Data entries:
***
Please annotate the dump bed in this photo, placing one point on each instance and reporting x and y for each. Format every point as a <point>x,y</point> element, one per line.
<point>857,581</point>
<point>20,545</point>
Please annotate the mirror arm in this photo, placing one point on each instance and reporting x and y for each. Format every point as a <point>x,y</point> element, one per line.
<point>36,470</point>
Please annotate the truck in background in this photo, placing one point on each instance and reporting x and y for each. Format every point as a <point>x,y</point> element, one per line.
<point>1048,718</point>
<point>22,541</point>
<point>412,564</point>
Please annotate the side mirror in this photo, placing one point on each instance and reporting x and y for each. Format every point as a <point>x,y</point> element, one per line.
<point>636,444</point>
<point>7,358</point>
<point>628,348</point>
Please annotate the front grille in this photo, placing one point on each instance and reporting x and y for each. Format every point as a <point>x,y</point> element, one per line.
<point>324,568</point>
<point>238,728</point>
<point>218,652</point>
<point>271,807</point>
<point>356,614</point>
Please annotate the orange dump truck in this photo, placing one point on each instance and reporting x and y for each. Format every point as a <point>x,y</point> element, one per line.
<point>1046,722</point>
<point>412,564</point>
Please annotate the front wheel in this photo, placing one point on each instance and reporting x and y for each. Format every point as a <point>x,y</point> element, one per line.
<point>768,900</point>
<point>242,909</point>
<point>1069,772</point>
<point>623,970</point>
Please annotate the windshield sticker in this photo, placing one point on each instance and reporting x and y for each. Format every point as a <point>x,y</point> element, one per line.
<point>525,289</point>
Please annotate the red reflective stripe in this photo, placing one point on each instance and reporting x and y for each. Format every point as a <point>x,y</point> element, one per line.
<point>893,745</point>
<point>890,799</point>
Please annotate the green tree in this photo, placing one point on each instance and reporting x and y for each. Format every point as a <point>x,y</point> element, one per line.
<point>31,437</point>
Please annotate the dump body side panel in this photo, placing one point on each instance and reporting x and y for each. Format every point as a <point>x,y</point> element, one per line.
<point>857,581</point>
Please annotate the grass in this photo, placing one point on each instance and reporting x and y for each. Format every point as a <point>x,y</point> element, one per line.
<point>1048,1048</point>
***
[Exercise prompt]:
Repeat each of the entries above precisely as given.

[Worked solution]:
Please annotate the dump bed in this photo, placing one point on each instance and reporting x and y for each. Format every point as a <point>x,y</point> element, one per line.
<point>857,581</point>
<point>20,545</point>
Please annotate the mirror arm in this photo, placing one point on each instance and reporting x and y for each. Format every point as a <point>x,y</point> element, one per line.
<point>36,470</point>
Please annotate the truck in background in this photo, placing one point on each instance and reporting x and y for each. Format every point as a <point>x,y</point> element, one per line.
<point>1048,718</point>
<point>22,541</point>
<point>412,564</point>
Please annotate the side mirror in this photo, placing one point on each instance and reporting x and y for each. Format every point as a <point>x,y</point> element, one per line.
<point>636,444</point>
<point>7,358</point>
<point>628,348</point>
Please annotate the front grille in this photo, placing one point on each instance and reporting x and y for each. Format every point as a <point>x,y</point> element, one per line.
<point>324,568</point>
<point>238,728</point>
<point>218,652</point>
<point>271,807</point>
<point>356,614</point>
Please annotate the orange dump truck in this photo, placing one point on each instance and reporting x and y for each. Format every point as a <point>x,y</point> element, one per line.
<point>1046,722</point>
<point>412,564</point>
Please annotate the front wheel in this photo, placing one point on each instance and reporting x and y for each. Format every point as a <point>x,y</point> element, one per line.
<point>768,900</point>
<point>242,909</point>
<point>1069,772</point>
<point>623,970</point>
Please annotate the windshield sticker in this photo, placing one point on each instance and reporting x and y for each. Format every point as a <point>x,y</point> element, one per line.
<point>525,289</point>
Please annotate the red reflective stripe in this photo, placing one point on each instance and reporting x and y for each. Format every point as a <point>x,y</point> element, one per line.
<point>893,745</point>
<point>890,799</point>
Please annotate the green tree in this photo, placing one point on each instance and reporting x and y for each. Format every point as a <point>x,y</point> element, one per line.
<point>31,437</point>
Please annotate the dump body side panel in this photo, placing one point on each instance and reporting x and y for each. Format every point as a <point>x,y</point> element, one per line.
<point>857,581</point>
Please annotate the grass in this photo, placing one point on each instance and reporting x and y for each. Format every point as a <point>x,y</point> element, one per line.
<point>1048,1048</point>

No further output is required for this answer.